TASKS:
a - Repeat the part of the antibody screening text starting with "During his PhD" and going on through "have limitations, too.".
b - Using the antibody screening text, explain in one to three sentences why the light and heavy chains of an antibody have to be connected.
c - Turn the paragraph of the antibody screening text that begins "During his PhD in the lab of George Georgiou" into a short list that keeps its main facts.

PAGE TEXT:
BEGIN

In DeKosky’s lab, in collaboration with researchers at the National Institutes of Health (NIH) Vaccine Research Center and UT-Austin, they have developed an antibody screen that is as fast as traditional methods but better reflects natural human immunity.¹

“Each B cell has its own unique antibody, made up of light and heavy chain proteins encoded by two separate genes that sit on different chromosomes,” explains DeKosky. “It is like having all of the even-numbered pages of a book in one part of the cell and the odd numbers in another part. To read the whole story, you need to connect the even and odd pages together.”

During his PhD in the lab of George Georgiou, DeKosky developed a way of linking the light and heavy chains together so they could be sequenced, and now they have built this into a screening method. The linked naturally occurring antibody polypeptides are cloned into yeast display vectors and then used as a library to screen against antigens. Previous efforts in antibody discovery either relied on single-cell cloning, which had high costs and was limited to only screening for a tiny fraction of all human antibodies. Other methods have linked non-natural pairings of antibody genes, but these have limitations, too.

END

DATASET SECTION:
BEGIN

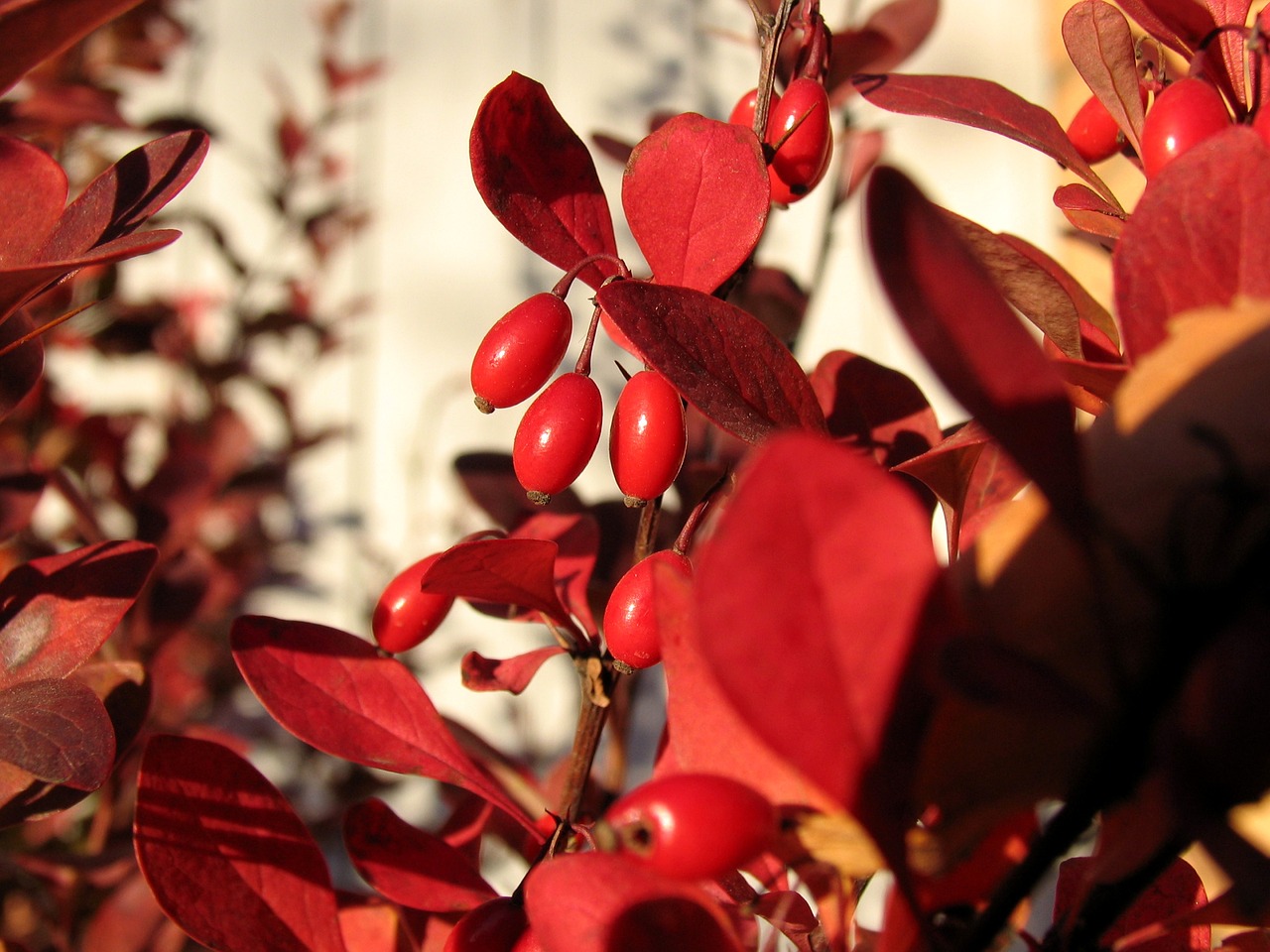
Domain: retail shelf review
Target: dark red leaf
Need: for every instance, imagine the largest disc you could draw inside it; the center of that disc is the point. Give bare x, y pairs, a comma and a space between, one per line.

END

SOLUTIONS TO THE PROBLEMS:
a -
During his PhD in the lab of George Georgiou, DeKosky developed a way of linking the light and heavy chains together so they could be sequenced, and now they have built this into a screening method. The linked naturally occurring antibody polypeptides are cloned into yeast display vectors and then used as a library to screen against antigens. Previous efforts in antibody discovery either relied on single-cell cloning, which had high costs and was limited to only screening for a tiny fraction of all human antibodies. Other methods have linked non-natural pairings of antibody genes, but these have limitations, too.

b - Each B cell's antibody is made of light and heavy chain proteins encoded by two separate genes on different chromosomes. Like even- and odd-numbered pages of a book kept in different places, the two must be joined to read the whole antibody.

c -
- During his PhD in George Georgiou's lab, DeKosky developed a way to link light and heavy chains for sequencing. That linking is now part of a screening method.
- The linked natural antibody polypeptides are cloned into yeast display vectors and used as a library to screen against antigens.
- Earlier single-cell cloning was costly and screened only a tiny fraction of human antibodies.
- Other methods linked non-natural pairings of antibody genes, which also have limitations.